Task description:
Type out all of the following entries again word for word, leaving the pictures out of your copy.

◇ ◇ ◇ ◇ ◇

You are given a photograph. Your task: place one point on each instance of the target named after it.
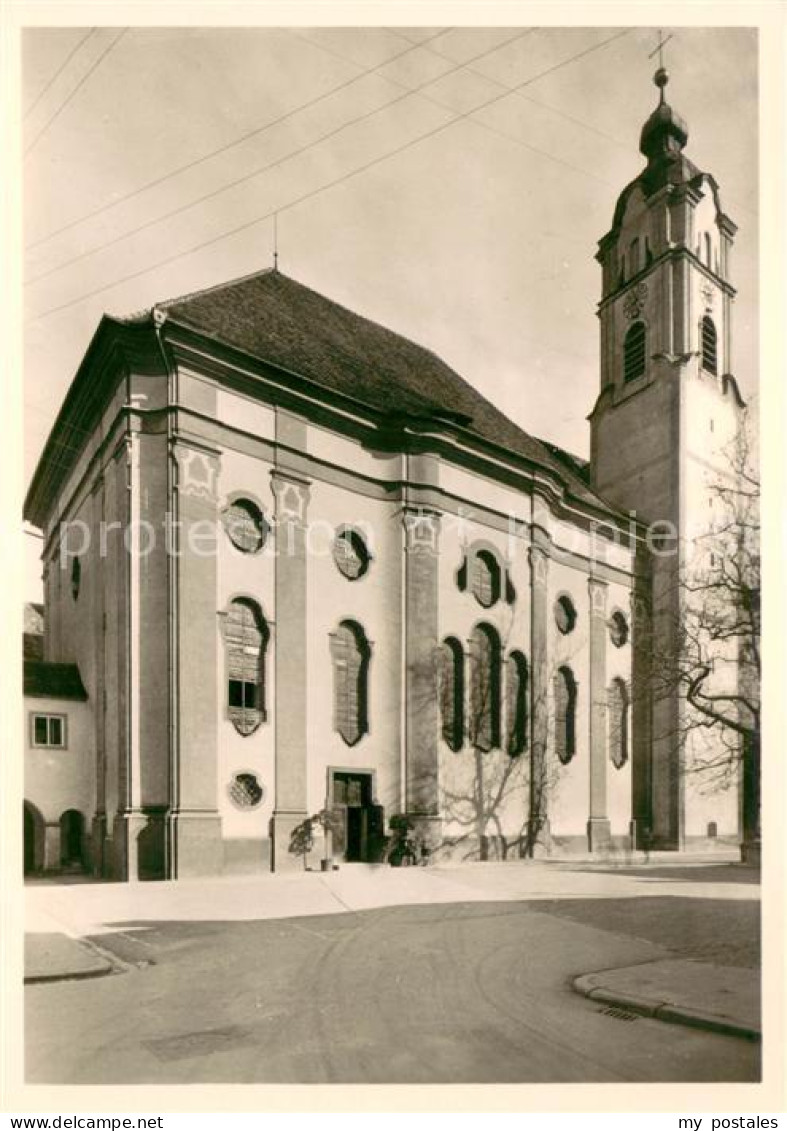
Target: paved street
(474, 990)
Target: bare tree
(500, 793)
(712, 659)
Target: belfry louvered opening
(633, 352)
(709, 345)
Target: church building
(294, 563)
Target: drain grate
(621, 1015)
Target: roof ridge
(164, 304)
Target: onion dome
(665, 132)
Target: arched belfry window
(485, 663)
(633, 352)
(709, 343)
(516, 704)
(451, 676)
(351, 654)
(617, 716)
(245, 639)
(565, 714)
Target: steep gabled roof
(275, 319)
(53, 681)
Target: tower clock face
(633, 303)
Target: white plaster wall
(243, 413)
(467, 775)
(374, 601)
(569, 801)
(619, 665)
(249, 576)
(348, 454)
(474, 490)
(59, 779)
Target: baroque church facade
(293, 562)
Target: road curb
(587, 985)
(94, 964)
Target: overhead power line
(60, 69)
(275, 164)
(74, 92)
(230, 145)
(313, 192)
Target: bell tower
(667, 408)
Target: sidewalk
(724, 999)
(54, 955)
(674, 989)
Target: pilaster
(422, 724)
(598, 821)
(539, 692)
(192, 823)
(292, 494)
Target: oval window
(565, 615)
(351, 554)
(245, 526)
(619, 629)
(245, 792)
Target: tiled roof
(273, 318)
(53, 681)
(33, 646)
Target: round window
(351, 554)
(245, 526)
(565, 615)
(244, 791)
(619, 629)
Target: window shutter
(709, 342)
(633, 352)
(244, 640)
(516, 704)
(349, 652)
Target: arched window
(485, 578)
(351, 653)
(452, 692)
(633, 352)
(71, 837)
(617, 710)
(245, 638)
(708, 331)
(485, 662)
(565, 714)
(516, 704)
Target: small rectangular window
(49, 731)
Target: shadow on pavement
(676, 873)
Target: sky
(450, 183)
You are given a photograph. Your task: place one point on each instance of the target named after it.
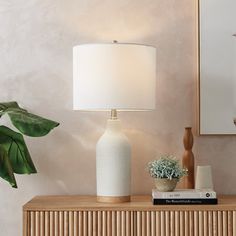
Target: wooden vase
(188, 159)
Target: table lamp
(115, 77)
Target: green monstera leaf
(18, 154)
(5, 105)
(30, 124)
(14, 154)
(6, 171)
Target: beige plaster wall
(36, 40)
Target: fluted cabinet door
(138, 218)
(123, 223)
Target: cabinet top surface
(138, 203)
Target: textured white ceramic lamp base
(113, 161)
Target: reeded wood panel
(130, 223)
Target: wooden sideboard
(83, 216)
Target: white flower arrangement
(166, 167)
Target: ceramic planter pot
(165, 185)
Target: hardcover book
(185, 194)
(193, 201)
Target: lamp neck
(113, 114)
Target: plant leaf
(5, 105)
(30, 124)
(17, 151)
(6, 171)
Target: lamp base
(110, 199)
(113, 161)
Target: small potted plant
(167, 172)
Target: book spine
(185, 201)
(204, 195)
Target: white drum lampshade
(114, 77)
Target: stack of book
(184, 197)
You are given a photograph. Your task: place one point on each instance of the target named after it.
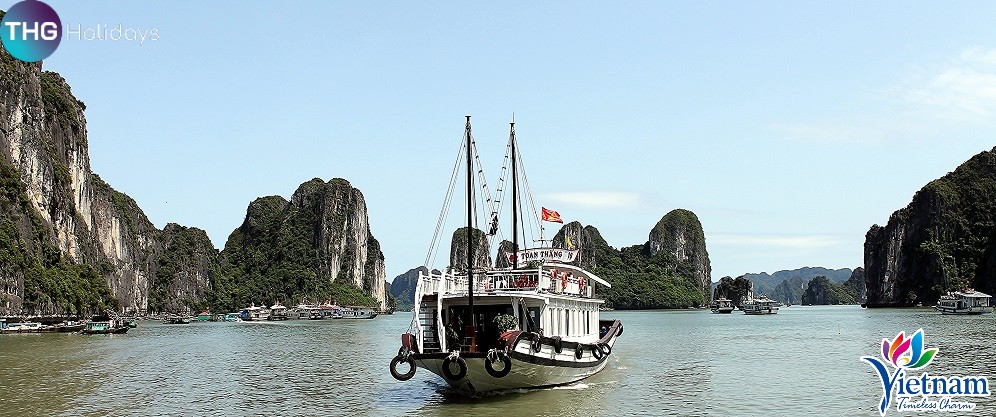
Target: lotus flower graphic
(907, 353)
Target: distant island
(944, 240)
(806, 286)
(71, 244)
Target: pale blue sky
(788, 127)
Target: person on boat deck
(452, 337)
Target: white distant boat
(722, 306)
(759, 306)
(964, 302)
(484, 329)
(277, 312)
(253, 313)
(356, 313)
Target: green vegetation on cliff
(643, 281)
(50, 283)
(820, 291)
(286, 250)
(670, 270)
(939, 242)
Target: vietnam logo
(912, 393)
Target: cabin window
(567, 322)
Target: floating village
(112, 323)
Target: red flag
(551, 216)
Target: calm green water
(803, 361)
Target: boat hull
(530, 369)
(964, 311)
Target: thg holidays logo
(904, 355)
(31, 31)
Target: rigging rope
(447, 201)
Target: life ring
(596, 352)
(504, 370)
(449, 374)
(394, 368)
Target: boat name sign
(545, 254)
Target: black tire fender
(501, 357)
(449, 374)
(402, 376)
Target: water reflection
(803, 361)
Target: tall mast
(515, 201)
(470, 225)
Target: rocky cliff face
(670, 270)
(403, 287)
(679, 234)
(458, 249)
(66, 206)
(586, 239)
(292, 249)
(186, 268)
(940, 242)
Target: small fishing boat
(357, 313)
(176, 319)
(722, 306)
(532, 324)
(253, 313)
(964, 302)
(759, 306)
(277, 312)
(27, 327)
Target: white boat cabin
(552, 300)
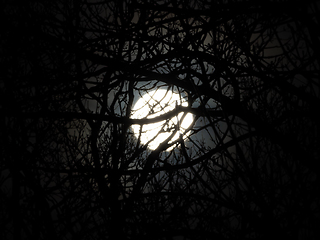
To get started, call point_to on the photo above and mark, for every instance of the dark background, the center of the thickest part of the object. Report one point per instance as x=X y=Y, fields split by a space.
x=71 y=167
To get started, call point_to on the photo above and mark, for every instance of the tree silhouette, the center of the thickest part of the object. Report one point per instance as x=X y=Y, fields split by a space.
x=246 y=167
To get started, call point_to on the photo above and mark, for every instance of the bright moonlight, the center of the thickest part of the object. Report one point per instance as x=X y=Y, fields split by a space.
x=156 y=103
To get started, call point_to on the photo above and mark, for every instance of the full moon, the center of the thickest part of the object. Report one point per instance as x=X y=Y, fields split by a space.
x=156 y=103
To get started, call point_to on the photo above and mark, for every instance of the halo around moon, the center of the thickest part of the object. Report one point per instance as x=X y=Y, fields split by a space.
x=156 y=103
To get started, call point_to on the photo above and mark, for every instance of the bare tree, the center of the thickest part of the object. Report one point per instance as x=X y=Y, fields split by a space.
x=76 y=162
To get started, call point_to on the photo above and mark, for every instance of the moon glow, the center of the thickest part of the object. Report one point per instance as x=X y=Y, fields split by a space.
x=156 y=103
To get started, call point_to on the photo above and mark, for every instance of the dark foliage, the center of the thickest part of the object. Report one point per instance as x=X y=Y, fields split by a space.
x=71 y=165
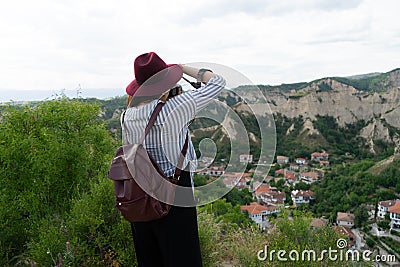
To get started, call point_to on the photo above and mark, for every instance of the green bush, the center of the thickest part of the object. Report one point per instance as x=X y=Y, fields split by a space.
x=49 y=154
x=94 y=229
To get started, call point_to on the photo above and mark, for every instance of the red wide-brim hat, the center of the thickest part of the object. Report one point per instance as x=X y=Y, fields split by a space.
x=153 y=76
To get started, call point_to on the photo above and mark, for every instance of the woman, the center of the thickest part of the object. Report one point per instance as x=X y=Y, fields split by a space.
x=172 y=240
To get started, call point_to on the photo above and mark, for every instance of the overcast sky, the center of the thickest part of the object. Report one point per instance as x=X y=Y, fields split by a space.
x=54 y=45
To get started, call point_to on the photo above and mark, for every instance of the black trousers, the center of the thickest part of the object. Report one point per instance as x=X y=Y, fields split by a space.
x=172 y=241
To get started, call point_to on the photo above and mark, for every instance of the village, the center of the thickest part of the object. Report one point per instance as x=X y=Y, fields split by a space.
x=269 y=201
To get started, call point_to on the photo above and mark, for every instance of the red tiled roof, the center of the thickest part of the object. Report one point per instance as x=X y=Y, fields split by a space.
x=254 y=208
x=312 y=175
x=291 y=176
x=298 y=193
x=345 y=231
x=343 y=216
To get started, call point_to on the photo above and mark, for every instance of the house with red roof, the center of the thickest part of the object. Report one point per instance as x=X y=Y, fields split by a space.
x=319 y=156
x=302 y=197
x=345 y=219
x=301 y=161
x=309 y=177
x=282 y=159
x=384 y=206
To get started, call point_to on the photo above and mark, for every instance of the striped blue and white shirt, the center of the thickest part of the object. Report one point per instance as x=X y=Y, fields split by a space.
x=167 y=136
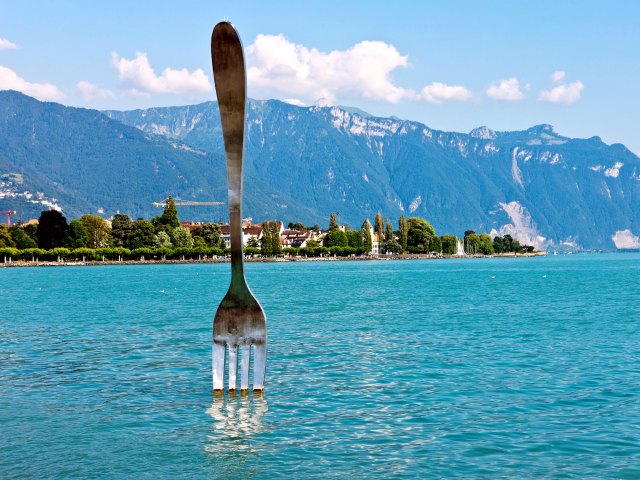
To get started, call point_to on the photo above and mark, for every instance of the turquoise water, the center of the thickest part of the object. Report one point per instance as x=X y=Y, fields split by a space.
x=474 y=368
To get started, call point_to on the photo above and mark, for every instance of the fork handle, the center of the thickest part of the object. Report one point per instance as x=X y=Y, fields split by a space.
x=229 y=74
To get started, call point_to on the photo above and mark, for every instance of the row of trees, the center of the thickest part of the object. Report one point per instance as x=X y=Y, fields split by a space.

◇ ◇ ◇ ◇ ◇

Answer for the task:
You are given a photograph. Your task: place one point on each instance of the target named after it.
Target: paved street
(474, 990)
Target: bare tree
(500, 793)
(712, 659)
Target: belfry louvered opening
(633, 352)
(709, 345)
Target: church building
(294, 563)
Target: drain grate
(621, 1015)
Target: roof ridge
(164, 304)
Target: onion dome
(665, 132)
Target: arched belfry window
(485, 663)
(633, 352)
(709, 343)
(516, 704)
(451, 676)
(351, 654)
(617, 716)
(245, 639)
(565, 714)
Target: steep gabled roof
(275, 319)
(53, 681)
Target: tower clock face
(633, 303)
Target: white plaster wall
(243, 413)
(467, 775)
(374, 601)
(569, 801)
(619, 665)
(249, 576)
(348, 454)
(474, 490)
(59, 779)
Target: baroque church facade
(293, 562)
Target: road curb
(587, 985)
(94, 964)
Target: overhead power line
(60, 69)
(275, 164)
(74, 92)
(230, 145)
(313, 192)
Target: bell tower
(667, 408)
Target: sidewalk
(724, 999)
(54, 955)
(674, 989)
Target: pilaster
(422, 724)
(598, 821)
(539, 692)
(192, 823)
(292, 494)
Target: oval window
(565, 615)
(351, 554)
(245, 526)
(619, 629)
(245, 792)
Target: tiled roof
(273, 318)
(53, 681)
(33, 646)
Target: round window
(351, 554)
(245, 526)
(565, 615)
(244, 791)
(619, 629)
Target: window shutter
(709, 342)
(633, 352)
(244, 640)
(516, 704)
(349, 652)
Target: arched window
(485, 578)
(351, 653)
(452, 692)
(633, 352)
(71, 837)
(617, 710)
(245, 638)
(708, 331)
(485, 662)
(565, 714)
(516, 704)
Target: small rectangular window
(49, 731)
Target: shadow on pavement
(676, 873)
Target: sky
(450, 183)
You are given a photograph. Your task: place one point on each instance of the target named after it.
Target: wooden vase
(188, 159)
Target: table lamp
(115, 77)
Target: green monstera leaf
(18, 154)
(5, 105)
(30, 124)
(14, 154)
(6, 171)
Target: beige plaster wall
(36, 40)
Target: fluted cabinet door
(138, 218)
(123, 223)
Target: cabinet top surface
(138, 203)
Target: textured white ceramic lamp base
(113, 161)
Target: reeded wood panel
(130, 223)
Target: wooden sideboard
(83, 216)
Target: white flower arrangement
(166, 167)
Target: ceramic planter pot
(165, 185)
Target: hardcover book
(185, 194)
(193, 201)
Target: lamp neck
(113, 114)
Target: plant leaf
(5, 105)
(30, 124)
(17, 151)
(6, 171)
Target: lamp base
(110, 199)
(113, 161)
Target: small potted plant
(167, 172)
Target: book spine
(185, 201)
(204, 195)
Target: white drum lampshade
(114, 77)
Target: stack of book
(184, 197)
You are given a photograph. Your task: place one point on each instance of the target named after it.
Target: lotus flower graphic
(907, 353)
Target: distant island
(944, 240)
(806, 286)
(71, 244)
Target: pale blue sky
(788, 127)
Target: person on boat deck
(452, 337)
Target: white distant boat
(722, 306)
(759, 306)
(964, 302)
(484, 329)
(277, 312)
(253, 313)
(356, 313)
Target: green vegetation on cliff
(643, 281)
(50, 283)
(820, 291)
(286, 250)
(670, 270)
(939, 242)
Target: vietnam logo
(912, 393)
Target: cabin window
(567, 322)
Target: floating village
(112, 323)
Target: red flag
(551, 216)
Target: calm green water
(803, 361)
Target: boat hull
(530, 369)
(964, 311)
Target: thg holidays logo
(904, 355)
(31, 31)
Target: rigging rope
(447, 201)
Target: life ring
(596, 352)
(504, 370)
(449, 374)
(394, 368)
Target: boat name sign
(545, 254)
Target: black tire fender
(501, 357)
(449, 374)
(402, 376)
Target: water reflection
(803, 361)
Target: tall mast
(515, 201)
(470, 225)
Target: rocky cliff face
(670, 270)
(403, 287)
(679, 234)
(458, 249)
(66, 206)
(586, 239)
(292, 249)
(186, 268)
(940, 242)
Target: small fishing boat
(357, 313)
(176, 319)
(722, 306)
(532, 324)
(253, 313)
(964, 302)
(759, 306)
(277, 312)
(27, 327)
Target: white boat cabin
(552, 300)
To get started, call point_to on the photo above and mark, for every instance of the dark background, the center of the thickest part of the object. Report one point per instance as x=X y=Y, fields split by a space.
x=71 y=167
To get started, call point_to on the photo above and mark, for every instance of the tree silhouette, the center of the thickest part of the object. Report one point per instance as x=X y=Y, fields split by a space.
x=246 y=167
To get started, call point_to on the photo above and mark, for every instance of the bright moonlight, the center of the thickest part of the object. Report one point per instance as x=X y=Y, fields split by a space.
x=156 y=103
To get started, call point_to on the photo above and mark, for every instance of the full moon, the center of the thickest part of the object. Report one point per instance as x=X y=Y, fields split by a space.
x=156 y=103
To get started, call point_to on the photo above and mark, for every instance of the halo around moon, the center of the thickest part of the object. Report one point per instance as x=X y=Y, fields split by a space.
x=156 y=103
To get started, call point_to on the photo above and mark, for every instance of the bare tree, the center of the thickest part of the object. Report one point per instance as x=X y=Y, fields split by a space.
x=76 y=162
To get started, call point_to on the photo above and mark, for every instance of the moon glow, the center of the thickest part of the object. Report one point per instance as x=X y=Y, fields split by a space.
x=156 y=103
To get started, call point_to on the photo above and mark, for every instance of the dark foliage, the center of the thickest part of the object. Report one point per instance as x=X y=Y, fields split by a space.
x=71 y=165
To get started, call point_to on the photo above and mark, for every instance of the green bush, the center of the thickest part of the object. Report one point per instance as x=X y=Y, fields split by a space.
x=49 y=154
x=94 y=229
To get started, call point_to on the photo above and mark, for every instance of the red wide-brim hat, the center of the thickest part of the object. Report one point per instance as x=X y=Y, fields split by a space.
x=153 y=76
To get started, call point_to on the photo above and mark, for every instance of the woman, the center of the thickest part of the object. Report one point per instance as x=X y=Y, fields split by a space.
x=172 y=240
To get started, call point_to on the photo above and mark, for every instance of the overcast sky, the center of the thickest part of the object. Report one point per instance as x=X y=Y, fields split by a space.
x=54 y=45
To get started, call point_to on the photo above and mark, for every instance of the black trousers, the center of the thickest part of the object. Report one point per instance as x=X y=Y, fields split by a space.
x=172 y=241
To get started, call point_to on the photo above and mark, for every instance of the village, the center of the thickest part of the object. Report one point per instance as x=X y=Y, fields split by a space.
x=269 y=201
To get started, call point_to on the photo above and mark, for every instance of the red tiled roof, the center of the thickest part of the object. Report one point per instance as x=X y=Y, fields split by a space.
x=254 y=208
x=312 y=175
x=291 y=176
x=298 y=193
x=345 y=231
x=343 y=216
To get started, call point_to on the photo above and mark, for every instance of the house with red roof, the center of the thickest part of the object. Report one point per instance as x=X y=Y, fields split by a space.
x=319 y=156
x=302 y=197
x=345 y=219
x=301 y=161
x=309 y=177
x=282 y=159
x=384 y=206
To get started, call point_to on the photo above and mark, for every instance of the striped blue and white shirt, the center of the thickest part of the object. Report one point per instance as x=X y=Y, fields split by a space.
x=167 y=136
To get started, call point_to on the photo above and mark, for every instance of the turquoise water, the center of the thickest part of the object. Report one point per instance as x=X y=Y, fields split by a space.
x=474 y=368
To get started, call point_to on the photo above and mark, for every instance of the fork handle, the center of the thickest part of the object. Report one point per instance as x=X y=Y, fields split by a space.
x=229 y=74
To get started, call point_to on the photo above and mark, for every instance of the row of trees, the center of the thickest part of the object. Report one point per instance as x=X y=Y, fields split by a space.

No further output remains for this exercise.